- _Set task_: Put the entries below into a two-column CSV with the header columns "instruction" and "response", one row per entry. Place each entry's text and its answer in their own quoted fields, with line breaks replaced by spaces.

- _Point annotation entries_:
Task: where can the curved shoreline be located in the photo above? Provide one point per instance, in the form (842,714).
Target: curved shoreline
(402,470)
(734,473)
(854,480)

- _The response_:
instruction,response
"Task: where can the curved shoreline be located in the photo above? Provide one point per instance, in the form (842,714). Target: curved shoreline","(402,470) (734,473) (854,480)"